— The input —
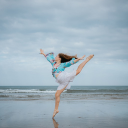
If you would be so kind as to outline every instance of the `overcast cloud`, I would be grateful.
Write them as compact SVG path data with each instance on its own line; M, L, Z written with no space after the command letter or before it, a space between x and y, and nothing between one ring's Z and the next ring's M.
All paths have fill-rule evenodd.
M128 1L0 0L0 85L57 86L40 48L95 55L72 85L128 85Z

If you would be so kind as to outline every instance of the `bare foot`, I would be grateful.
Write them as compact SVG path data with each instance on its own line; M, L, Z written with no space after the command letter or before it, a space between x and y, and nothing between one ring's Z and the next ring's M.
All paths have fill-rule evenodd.
M52 116L52 118L54 118L54 116L57 114L59 112L59 110L54 110L54 112L53 112L53 116Z
M86 58L87 62L93 58L94 54L91 54L89 57Z

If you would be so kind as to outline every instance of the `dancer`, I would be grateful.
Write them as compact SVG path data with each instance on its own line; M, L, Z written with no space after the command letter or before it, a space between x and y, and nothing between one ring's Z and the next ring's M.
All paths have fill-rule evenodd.
M65 68L70 67L71 65L77 63L79 60L83 60L85 55L77 58L77 55L70 56L64 53L59 53L56 57L54 57L53 52L45 54L42 49L40 49L40 54L43 54L45 58L51 63L52 75L56 79L56 82L59 83L55 93L55 109L52 116L52 118L54 118L54 116L59 112L58 107L60 102L60 94L65 89L70 89L71 86L69 85L69 82L73 82L75 76L81 72L82 68L90 59L93 58L94 54L91 54L89 57L87 57L86 60L78 66L77 70L73 70L70 73L64 71Z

— Written task —
Could you rewrite all of the data above as a JSON list of strings, one string per line, with blank lines and the picture left out?

— Exercise solution —
[
  "If you would be so kind as to outline every instance of the `overcast cloud`, I would be grateful.",
  "Write them as compact SVG path data with each instance on its own line; M, L, Z written with no space after the command letter or before it, a space between x and y, and nothing between one ring's Z and the next ring's M.",
  "All paths have fill-rule evenodd.",
  "M128 1L0 0L0 85L57 86L40 48L95 55L72 85L128 85Z",
  "If you would be so kind as to outline every instance of the `bare foot`, I would be grateful.",
  "Write them as compact SVG path data with each instance on its own line; M, L, Z written with no space after the command letter or before it, a space between x and y, and nothing between one ring's Z and the next ring's M.",
  "All paths have fill-rule evenodd.",
  "M52 116L52 118L54 118L54 116L57 114L59 112L59 110L54 110L54 112L53 112L53 116Z",
  "M86 58L87 62L93 58L94 54L91 54L89 57Z",
  "If you would be so kind as to outline every instance of the `dancer`, I would be grateful.",
  "Write them as compact SVG path data with each instance on its own line; M, L, Z written with no space after the command letter or before it, a space between x and y, and nothing between one ring's Z and the next ring's M.",
  "All paths have fill-rule evenodd.",
  "M65 68L70 67L71 65L77 63L79 60L83 60L85 55L77 58L77 55L70 56L64 53L59 53L56 57L54 57L53 52L45 54L42 49L40 49L40 54L43 54L45 58L51 63L52 75L56 79L56 82L59 83L55 93L55 109L52 116L52 118L54 118L54 116L59 112L58 107L60 102L60 94L65 89L70 89L71 86L69 85L69 82L73 82L75 76L81 72L82 68L90 59L93 58L94 54L91 54L89 57L87 57L86 60L78 66L77 70L73 70L70 73L64 71Z"
]